*QUOTED PASSAGE*
Start

Ball Don’t Lie’s 2013-14 Season Previews: Houston Rockets
After a long, tortuous summer filled with sunny days and absolutely no NBA news of any importance, the 2013-14 season is set to kick off. This means the leaves will change, the cheeks will redden, and 400-some NBA players will ready those aching knees to play for the right to work all the way to June.
The minds at Ball Don’t Lie – Kelly Dwyer, Dan Devine, and Eric Freeman – have your teams covered. All 30 of ‘em, as we countdown to tipoff.
Kelly Dwyer’s Palatable Exercise
It seems a little thin, or borderline daft, to wrest an entire franchise’s season-long hopes on the idea that one franchise cornerstone will lead a team to great things because he feels loved. Still, aren’t you getting that feeling with Dwight Howard and the Houston Rockets?
Fawning praise, free agent contracts for good buddies, and the adoration of the community eventually failed Howard in Orlando. For a while there, though, surrounded by a coach he still likes as a person (though he didn’t like as a co-worker) and heaps of buddies (and three-point shooters), Howard led the Magic to great things. A Finals appearance in 2009. One Vince Carter flameout away from another Finals appearance in 2010. The destruction of LeBron James’ finest Cleveland Cavaliers team, and the eventual desperate turn from both Cleveland and Boston as they hired an ancient Shaquille O’Neal to man their middle.
Howard is older now, and just as loved in Houston, but also coming off one of the tougher decisions an NBA free agent has ever had to make. Yes, max money is max money, and Howard will eventually rake it all in, but he left the bloody Los Angeles Lakers. Left them for a team that managed the same record as Los Angeles last year, even though the Rockets worked with a far healthier roster. Yes, it was to be adored all over again, and Los Angeles as anything other than a summertime rental doesn’t suit Dwight, but it was still a significant jump.
A jump to a better team. Kudos to Dwight for utilizing those basketball reasons.
As it was in Orlando, he’ll have his buddies slash three-point shooters around him, and a gregarious coach that doesn’t mince words in place. The difference is that he’ll be without the tough love from Kobe Bryant, a good thing in Dwight’s eyes, but no real leadership history in the form of teammates James Harden, Jeremy Lin, and Patrick Beverely. Anyone from that triptych could step up to take the vocal locker room lead, but the youth and promise that lured Howard to Houston has to turn into actual veteran guidance at some point.

End

*STATED TASK A*
Translate this sentence from the Rockets preview into Spanish: "Still, aren't you getting that feeling with Dwight Howard and the Houston Rockets?"
The Rockets preview and the listing have no connection to each other.

*INFORMATION PROVIDED*
Start

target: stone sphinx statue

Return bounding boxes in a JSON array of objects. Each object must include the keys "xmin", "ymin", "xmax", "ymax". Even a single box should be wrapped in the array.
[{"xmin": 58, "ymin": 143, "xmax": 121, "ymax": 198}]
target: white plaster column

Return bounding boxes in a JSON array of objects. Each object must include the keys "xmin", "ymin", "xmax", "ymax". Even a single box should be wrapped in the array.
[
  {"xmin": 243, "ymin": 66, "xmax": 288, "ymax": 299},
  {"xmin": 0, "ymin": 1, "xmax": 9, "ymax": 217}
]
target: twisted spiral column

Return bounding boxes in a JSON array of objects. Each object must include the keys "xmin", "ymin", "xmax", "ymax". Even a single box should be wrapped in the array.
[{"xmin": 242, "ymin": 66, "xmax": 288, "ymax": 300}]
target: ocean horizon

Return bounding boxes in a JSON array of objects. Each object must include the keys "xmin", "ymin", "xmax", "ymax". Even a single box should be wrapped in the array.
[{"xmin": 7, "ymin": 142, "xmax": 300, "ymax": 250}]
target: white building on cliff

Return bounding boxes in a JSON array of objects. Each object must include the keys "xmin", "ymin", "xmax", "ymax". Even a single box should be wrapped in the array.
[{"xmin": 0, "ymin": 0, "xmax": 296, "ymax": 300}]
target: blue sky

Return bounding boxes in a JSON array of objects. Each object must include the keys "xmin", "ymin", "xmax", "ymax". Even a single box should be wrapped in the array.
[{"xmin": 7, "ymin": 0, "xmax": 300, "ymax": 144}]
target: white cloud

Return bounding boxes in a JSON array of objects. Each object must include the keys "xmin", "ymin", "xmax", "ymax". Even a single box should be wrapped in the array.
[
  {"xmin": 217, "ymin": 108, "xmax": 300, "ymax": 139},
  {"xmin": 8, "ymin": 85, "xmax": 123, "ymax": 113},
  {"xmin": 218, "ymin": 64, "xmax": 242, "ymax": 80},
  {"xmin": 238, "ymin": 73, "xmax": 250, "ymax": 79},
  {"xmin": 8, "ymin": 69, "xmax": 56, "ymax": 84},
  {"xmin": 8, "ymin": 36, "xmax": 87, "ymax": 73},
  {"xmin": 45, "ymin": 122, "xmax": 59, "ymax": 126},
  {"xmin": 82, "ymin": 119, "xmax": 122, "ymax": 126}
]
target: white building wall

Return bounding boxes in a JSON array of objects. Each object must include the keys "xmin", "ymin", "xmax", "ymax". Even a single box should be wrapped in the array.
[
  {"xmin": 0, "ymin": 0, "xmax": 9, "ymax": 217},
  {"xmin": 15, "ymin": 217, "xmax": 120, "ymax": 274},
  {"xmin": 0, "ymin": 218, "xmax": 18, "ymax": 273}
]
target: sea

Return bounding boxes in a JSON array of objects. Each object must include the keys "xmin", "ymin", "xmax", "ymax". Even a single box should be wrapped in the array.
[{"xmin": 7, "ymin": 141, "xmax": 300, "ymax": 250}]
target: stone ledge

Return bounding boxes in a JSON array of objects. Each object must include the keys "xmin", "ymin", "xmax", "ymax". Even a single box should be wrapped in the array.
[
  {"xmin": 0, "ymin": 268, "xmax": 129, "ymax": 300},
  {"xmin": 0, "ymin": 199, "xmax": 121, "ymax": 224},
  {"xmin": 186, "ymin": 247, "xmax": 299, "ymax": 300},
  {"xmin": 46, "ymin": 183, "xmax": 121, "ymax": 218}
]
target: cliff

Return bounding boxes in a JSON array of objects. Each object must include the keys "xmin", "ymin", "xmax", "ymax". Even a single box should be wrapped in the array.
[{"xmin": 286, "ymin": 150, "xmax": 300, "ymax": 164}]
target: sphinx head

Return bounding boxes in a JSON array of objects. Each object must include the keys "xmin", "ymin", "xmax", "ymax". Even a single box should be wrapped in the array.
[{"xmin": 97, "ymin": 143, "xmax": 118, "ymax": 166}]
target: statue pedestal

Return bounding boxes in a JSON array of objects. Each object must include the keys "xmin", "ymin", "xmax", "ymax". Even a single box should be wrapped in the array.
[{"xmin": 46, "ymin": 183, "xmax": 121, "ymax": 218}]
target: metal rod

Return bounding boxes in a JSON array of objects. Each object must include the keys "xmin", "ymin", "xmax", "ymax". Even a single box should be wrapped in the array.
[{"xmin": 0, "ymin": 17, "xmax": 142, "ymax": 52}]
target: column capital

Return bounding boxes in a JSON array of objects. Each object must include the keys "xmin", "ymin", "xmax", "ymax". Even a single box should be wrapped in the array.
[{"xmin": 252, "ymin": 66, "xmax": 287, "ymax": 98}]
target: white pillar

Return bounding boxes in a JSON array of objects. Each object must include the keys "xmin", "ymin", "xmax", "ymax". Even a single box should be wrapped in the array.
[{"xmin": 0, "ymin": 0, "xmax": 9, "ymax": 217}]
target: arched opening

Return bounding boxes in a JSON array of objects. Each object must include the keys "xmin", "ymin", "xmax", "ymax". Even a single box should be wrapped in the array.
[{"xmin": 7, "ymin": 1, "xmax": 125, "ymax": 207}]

End

*STATED TASK B*
Turn the listing into a Markdown table with columns Row and Text, starting from the line with "target: sphinx head" up to and including the final line of the listing. Number each row, give one line per row, and skip blank lines.

*PROBLEM SOLUTION A*
Aun así, ¿no tienes esa sensación con Dwight Howard y los Houston Rockets?

*PROBLEM SOLUTION B*
| Row | Text |
|---|---|
| 1 | target: sphinx head |
| 2 | Return bounding boxes in a JSON array of objects. Each object must include the keys "xmin", "ymin", "xmax", "ymax". Even a single box should be wrapped in the array. |
| 3 | [{"xmin": 97, "ymin": 143, "xmax": 118, "ymax": 166}] |
| 4 | target: statue pedestal |
| 5 | Return bounding boxes in a JSON array of objects. Each object must include the keys "xmin", "ymin", "xmax", "ymax". Even a single box should be wrapped in the array. |
| 6 | [{"xmin": 46, "ymin": 183, "xmax": 121, "ymax": 218}] |
| 7 | target: metal rod |
| 8 | Return bounding boxes in a JSON array of objects. Each object must include the keys "xmin", "ymin", "xmax", "ymax". Even a single box should be wrapped in the array. |
| 9 | [{"xmin": 0, "ymin": 17, "xmax": 142, "ymax": 52}] |
| 10 | target: column capital |
| 11 | Return bounding boxes in a JSON array of objects. Each object must include the keys "xmin", "ymin", "xmax", "ymax". Even a single box should be wrapped in the array. |
| 12 | [{"xmin": 252, "ymin": 66, "xmax": 287, "ymax": 98}] |
| 13 | target: white pillar |
| 14 | Return bounding boxes in a JSON array of objects. Each object must include the keys "xmin", "ymin", "xmax", "ymax". Even a single box should be wrapped in the array. |
| 15 | [{"xmin": 0, "ymin": 0, "xmax": 9, "ymax": 217}] |
| 16 | target: arched opening |
| 17 | Return bounding boxes in a JSON array of objects. Each object must include the keys "xmin", "ymin", "xmax", "ymax". Even a single box should be wrapped in the array. |
| 18 | [{"xmin": 7, "ymin": 1, "xmax": 125, "ymax": 207}] |